▸ TASK BRIEF
Find the line with "background in the photo above." in the entries below, then output every line from it down to the line with "needles in the photo above.", exactly and with no pictures.

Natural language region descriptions

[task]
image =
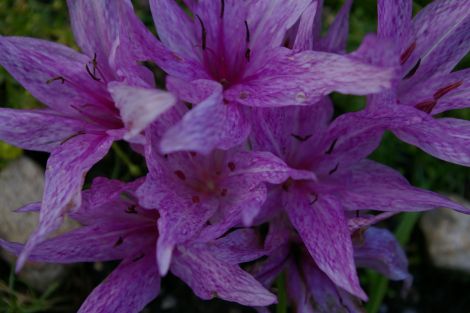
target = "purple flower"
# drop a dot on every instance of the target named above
(201, 197)
(426, 48)
(235, 49)
(344, 181)
(92, 99)
(115, 227)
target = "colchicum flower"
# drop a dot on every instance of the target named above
(249, 175)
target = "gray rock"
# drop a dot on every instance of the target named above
(21, 183)
(448, 237)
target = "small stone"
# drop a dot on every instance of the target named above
(447, 235)
(21, 183)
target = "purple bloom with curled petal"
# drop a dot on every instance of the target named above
(236, 49)
(115, 227)
(426, 48)
(92, 99)
(345, 182)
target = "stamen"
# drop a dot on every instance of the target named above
(443, 91)
(131, 210)
(301, 138)
(72, 136)
(203, 32)
(118, 242)
(222, 8)
(333, 170)
(180, 175)
(330, 149)
(413, 70)
(426, 106)
(247, 38)
(62, 80)
(406, 55)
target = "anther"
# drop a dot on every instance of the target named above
(301, 138)
(118, 242)
(413, 70)
(62, 80)
(180, 175)
(332, 146)
(443, 91)
(203, 32)
(222, 8)
(406, 55)
(333, 170)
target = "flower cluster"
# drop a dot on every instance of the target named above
(249, 175)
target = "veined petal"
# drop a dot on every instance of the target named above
(103, 242)
(39, 130)
(442, 38)
(128, 289)
(372, 186)
(65, 174)
(209, 277)
(139, 106)
(305, 77)
(379, 250)
(54, 74)
(337, 36)
(445, 138)
(394, 19)
(211, 124)
(330, 244)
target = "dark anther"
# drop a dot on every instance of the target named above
(426, 106)
(413, 70)
(223, 193)
(131, 210)
(72, 136)
(180, 175)
(139, 257)
(93, 76)
(248, 54)
(231, 166)
(333, 170)
(301, 138)
(443, 91)
(62, 80)
(315, 198)
(203, 32)
(188, 105)
(406, 55)
(196, 199)
(247, 38)
(118, 242)
(330, 149)
(222, 8)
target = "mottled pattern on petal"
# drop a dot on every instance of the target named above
(373, 186)
(52, 73)
(104, 242)
(445, 138)
(139, 106)
(209, 277)
(379, 250)
(128, 289)
(211, 124)
(65, 174)
(304, 78)
(39, 130)
(330, 244)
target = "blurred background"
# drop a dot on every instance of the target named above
(437, 244)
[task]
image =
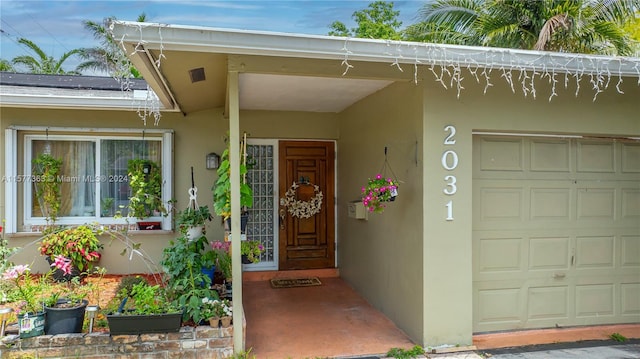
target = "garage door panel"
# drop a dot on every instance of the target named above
(630, 251)
(595, 252)
(548, 303)
(501, 204)
(550, 155)
(559, 237)
(630, 153)
(594, 300)
(501, 154)
(499, 255)
(630, 204)
(630, 299)
(595, 157)
(499, 306)
(549, 253)
(596, 203)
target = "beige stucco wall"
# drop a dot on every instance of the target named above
(382, 257)
(195, 135)
(447, 286)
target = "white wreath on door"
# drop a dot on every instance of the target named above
(302, 209)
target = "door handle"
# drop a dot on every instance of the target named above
(283, 217)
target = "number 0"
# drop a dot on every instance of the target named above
(445, 160)
(451, 185)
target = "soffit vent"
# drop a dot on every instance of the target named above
(197, 75)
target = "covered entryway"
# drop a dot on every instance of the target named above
(556, 234)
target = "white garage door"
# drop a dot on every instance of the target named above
(556, 232)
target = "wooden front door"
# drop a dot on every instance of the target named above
(306, 240)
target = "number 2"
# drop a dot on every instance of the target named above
(452, 132)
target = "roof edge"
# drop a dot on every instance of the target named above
(205, 39)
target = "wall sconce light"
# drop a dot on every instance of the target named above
(213, 161)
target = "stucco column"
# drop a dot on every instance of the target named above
(447, 226)
(234, 158)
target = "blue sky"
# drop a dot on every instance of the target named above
(56, 26)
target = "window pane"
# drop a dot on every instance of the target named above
(77, 174)
(114, 184)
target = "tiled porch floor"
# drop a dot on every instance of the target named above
(332, 320)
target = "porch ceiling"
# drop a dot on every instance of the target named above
(257, 91)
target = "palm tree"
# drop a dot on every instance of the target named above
(583, 26)
(42, 63)
(108, 57)
(5, 65)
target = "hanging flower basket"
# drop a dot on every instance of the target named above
(378, 191)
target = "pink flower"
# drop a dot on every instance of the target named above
(15, 271)
(62, 263)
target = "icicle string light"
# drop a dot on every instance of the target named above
(547, 67)
(447, 63)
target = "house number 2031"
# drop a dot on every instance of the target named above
(449, 162)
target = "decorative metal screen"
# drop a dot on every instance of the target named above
(260, 176)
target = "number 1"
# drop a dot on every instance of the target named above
(449, 206)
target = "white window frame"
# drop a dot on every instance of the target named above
(41, 133)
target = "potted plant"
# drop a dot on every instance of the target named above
(107, 206)
(80, 244)
(222, 187)
(222, 258)
(183, 261)
(144, 308)
(47, 182)
(251, 251)
(191, 221)
(377, 191)
(145, 181)
(218, 312)
(66, 304)
(29, 290)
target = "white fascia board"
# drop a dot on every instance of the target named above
(216, 40)
(12, 96)
(62, 102)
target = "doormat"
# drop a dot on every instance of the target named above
(295, 282)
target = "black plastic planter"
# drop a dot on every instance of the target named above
(120, 323)
(64, 320)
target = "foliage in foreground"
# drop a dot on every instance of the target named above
(405, 353)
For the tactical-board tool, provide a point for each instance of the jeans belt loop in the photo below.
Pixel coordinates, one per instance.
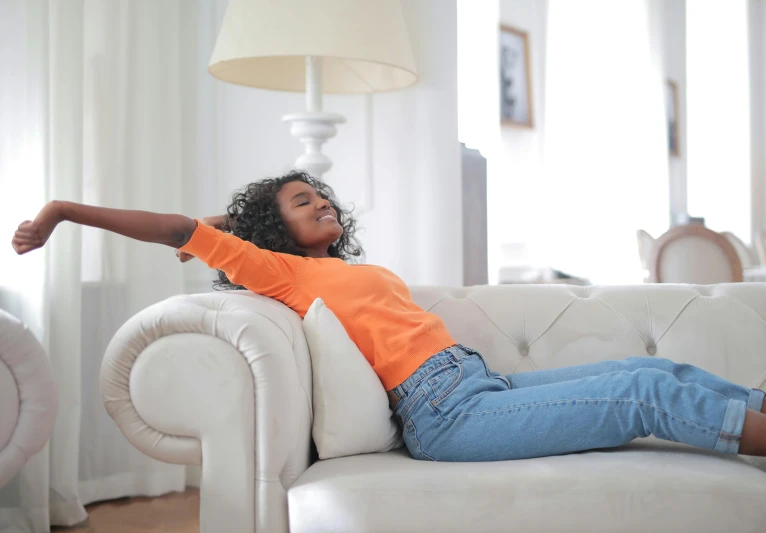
(393, 399)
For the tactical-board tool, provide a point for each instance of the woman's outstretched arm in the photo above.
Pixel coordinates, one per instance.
(170, 230)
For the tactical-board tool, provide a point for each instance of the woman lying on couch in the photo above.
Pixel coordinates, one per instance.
(288, 239)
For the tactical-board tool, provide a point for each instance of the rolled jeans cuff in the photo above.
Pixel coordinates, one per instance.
(731, 432)
(755, 400)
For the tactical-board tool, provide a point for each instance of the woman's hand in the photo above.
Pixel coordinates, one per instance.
(218, 222)
(33, 234)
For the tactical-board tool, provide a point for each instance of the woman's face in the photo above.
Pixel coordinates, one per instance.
(310, 220)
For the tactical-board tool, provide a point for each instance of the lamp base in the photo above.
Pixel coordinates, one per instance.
(313, 130)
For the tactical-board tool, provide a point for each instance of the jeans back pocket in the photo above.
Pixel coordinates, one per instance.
(442, 382)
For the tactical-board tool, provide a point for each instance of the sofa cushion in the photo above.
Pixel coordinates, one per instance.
(351, 412)
(648, 485)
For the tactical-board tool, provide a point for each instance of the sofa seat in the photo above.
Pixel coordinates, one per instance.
(623, 489)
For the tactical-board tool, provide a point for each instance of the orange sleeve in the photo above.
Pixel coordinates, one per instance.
(262, 271)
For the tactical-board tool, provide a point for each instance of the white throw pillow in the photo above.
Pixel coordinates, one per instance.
(351, 411)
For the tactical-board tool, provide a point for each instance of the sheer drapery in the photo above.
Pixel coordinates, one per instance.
(606, 158)
(97, 105)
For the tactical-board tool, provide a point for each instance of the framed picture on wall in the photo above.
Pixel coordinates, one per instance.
(515, 82)
(671, 110)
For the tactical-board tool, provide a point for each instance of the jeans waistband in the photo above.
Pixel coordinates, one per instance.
(436, 361)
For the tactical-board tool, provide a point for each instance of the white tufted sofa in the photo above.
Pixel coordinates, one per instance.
(224, 380)
(28, 396)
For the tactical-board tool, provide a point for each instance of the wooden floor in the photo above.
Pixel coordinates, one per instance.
(172, 513)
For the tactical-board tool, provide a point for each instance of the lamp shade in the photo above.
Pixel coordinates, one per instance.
(363, 44)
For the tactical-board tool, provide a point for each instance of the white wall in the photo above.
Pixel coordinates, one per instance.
(518, 168)
(673, 21)
(757, 20)
(397, 157)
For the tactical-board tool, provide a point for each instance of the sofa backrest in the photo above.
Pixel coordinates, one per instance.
(519, 328)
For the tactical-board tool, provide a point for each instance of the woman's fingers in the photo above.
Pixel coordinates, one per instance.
(22, 245)
(183, 256)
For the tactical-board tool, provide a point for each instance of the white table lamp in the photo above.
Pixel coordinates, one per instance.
(330, 46)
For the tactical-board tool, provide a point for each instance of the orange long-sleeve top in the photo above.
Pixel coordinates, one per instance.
(373, 304)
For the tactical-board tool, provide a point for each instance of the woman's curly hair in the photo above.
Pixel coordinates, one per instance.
(253, 216)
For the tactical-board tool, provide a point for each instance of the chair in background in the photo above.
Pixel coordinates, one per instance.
(28, 396)
(760, 246)
(694, 254)
(746, 254)
(645, 243)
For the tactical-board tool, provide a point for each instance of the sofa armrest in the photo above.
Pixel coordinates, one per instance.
(28, 396)
(223, 380)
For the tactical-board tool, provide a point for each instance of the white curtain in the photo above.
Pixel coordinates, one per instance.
(606, 157)
(99, 103)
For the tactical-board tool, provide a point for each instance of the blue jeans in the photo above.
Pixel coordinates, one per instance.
(453, 408)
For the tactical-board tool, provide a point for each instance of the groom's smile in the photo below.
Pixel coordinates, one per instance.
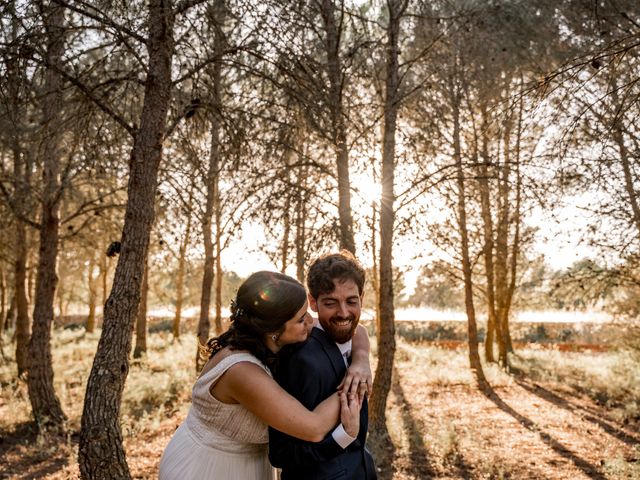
(339, 311)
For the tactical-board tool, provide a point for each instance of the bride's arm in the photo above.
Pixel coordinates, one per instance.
(251, 386)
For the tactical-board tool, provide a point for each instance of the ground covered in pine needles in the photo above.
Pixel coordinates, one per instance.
(558, 415)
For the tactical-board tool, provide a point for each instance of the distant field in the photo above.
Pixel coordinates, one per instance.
(567, 330)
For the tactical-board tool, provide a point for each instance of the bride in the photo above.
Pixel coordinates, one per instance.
(235, 398)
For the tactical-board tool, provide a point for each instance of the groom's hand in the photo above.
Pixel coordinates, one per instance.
(350, 405)
(358, 379)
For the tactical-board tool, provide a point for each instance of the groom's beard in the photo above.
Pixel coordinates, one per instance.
(340, 329)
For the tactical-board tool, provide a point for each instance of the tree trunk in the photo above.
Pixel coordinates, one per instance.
(104, 276)
(182, 261)
(101, 454)
(339, 130)
(502, 245)
(23, 326)
(93, 295)
(472, 329)
(21, 185)
(3, 310)
(218, 276)
(62, 311)
(386, 334)
(493, 327)
(141, 320)
(10, 320)
(301, 222)
(618, 136)
(44, 402)
(515, 248)
(3, 300)
(212, 191)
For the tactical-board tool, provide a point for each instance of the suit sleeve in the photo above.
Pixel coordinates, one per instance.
(301, 378)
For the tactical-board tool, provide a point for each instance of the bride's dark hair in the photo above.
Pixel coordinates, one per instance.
(264, 303)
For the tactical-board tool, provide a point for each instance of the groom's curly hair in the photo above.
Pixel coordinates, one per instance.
(264, 303)
(332, 267)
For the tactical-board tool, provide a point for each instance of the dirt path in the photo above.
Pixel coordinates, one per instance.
(440, 429)
(527, 431)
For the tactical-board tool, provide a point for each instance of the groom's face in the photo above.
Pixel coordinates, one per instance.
(339, 311)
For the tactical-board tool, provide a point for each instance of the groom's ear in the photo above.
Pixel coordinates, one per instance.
(312, 303)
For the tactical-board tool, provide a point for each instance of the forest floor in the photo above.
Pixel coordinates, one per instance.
(558, 415)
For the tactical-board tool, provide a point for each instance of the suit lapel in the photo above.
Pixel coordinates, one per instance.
(331, 350)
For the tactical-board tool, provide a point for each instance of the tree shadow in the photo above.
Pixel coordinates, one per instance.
(588, 469)
(383, 452)
(562, 402)
(418, 458)
(34, 460)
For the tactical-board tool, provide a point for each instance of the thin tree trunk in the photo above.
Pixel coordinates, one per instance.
(339, 130)
(22, 182)
(375, 274)
(3, 309)
(502, 246)
(3, 301)
(182, 261)
(386, 335)
(218, 276)
(101, 454)
(204, 322)
(493, 326)
(62, 311)
(301, 222)
(10, 321)
(104, 276)
(141, 320)
(515, 249)
(93, 295)
(44, 402)
(472, 329)
(618, 137)
(286, 234)
(300, 236)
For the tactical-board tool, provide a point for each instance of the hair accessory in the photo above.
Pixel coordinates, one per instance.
(236, 310)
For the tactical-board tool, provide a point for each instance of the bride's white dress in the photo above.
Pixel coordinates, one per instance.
(218, 440)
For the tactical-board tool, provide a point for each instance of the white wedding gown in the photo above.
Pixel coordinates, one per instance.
(218, 440)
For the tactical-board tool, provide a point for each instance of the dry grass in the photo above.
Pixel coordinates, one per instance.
(560, 416)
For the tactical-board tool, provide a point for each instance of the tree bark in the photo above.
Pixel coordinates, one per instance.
(21, 184)
(141, 319)
(10, 320)
(204, 322)
(104, 276)
(44, 402)
(3, 301)
(101, 453)
(182, 261)
(301, 217)
(386, 334)
(93, 295)
(502, 245)
(493, 326)
(472, 329)
(339, 129)
(218, 276)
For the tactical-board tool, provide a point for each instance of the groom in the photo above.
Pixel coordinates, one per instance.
(312, 372)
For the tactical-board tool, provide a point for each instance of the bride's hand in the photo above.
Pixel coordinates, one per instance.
(358, 378)
(350, 412)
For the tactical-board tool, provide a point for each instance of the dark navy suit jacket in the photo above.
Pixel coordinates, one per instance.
(311, 372)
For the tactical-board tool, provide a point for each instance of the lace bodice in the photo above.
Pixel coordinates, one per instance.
(232, 420)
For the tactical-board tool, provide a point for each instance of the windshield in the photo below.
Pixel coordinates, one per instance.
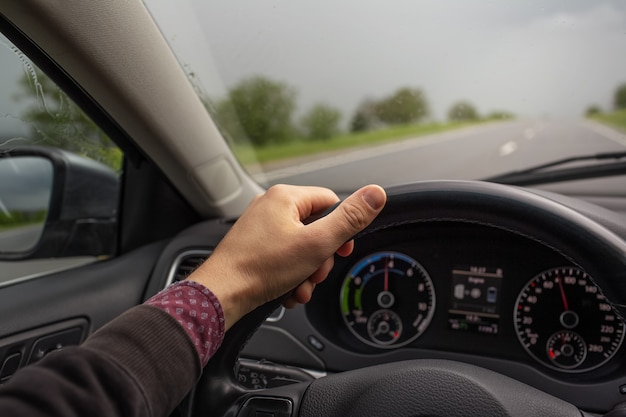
(343, 93)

▸ RESPONSE
For the tactical-board tool, provide a point for each instance of the chair in background in the photo above.
Pixel coordinates, one per instance.
(28, 396)
(760, 246)
(694, 254)
(746, 254)
(645, 243)
For the tactical-board tool, provide a point for each instance of the sofa armrest in the photo above.
Pixel coordinates, one per instance.
(28, 396)
(223, 380)
For the tactical-board tool, provide a point for each instance of the white curtain in the photo above.
Pixel coordinates, one per instance.
(606, 157)
(99, 103)
For the tactical-board tool, provide a point for each instance of the blue jeans in the photo above.
Pixel coordinates, one per instance.
(453, 408)
For the tactical-board tool, provide a point for each instance of the groom's smile in the photo below.
Pixel coordinates, one per instance.
(339, 311)
For the tactical-board tool, provide a point for each instance of the bride's arm in the photo above.
Pixel coordinates, one per instance.
(251, 386)
For the tactical-board tool, provide a point for each instance of the ground covered in pine needles in the photo above.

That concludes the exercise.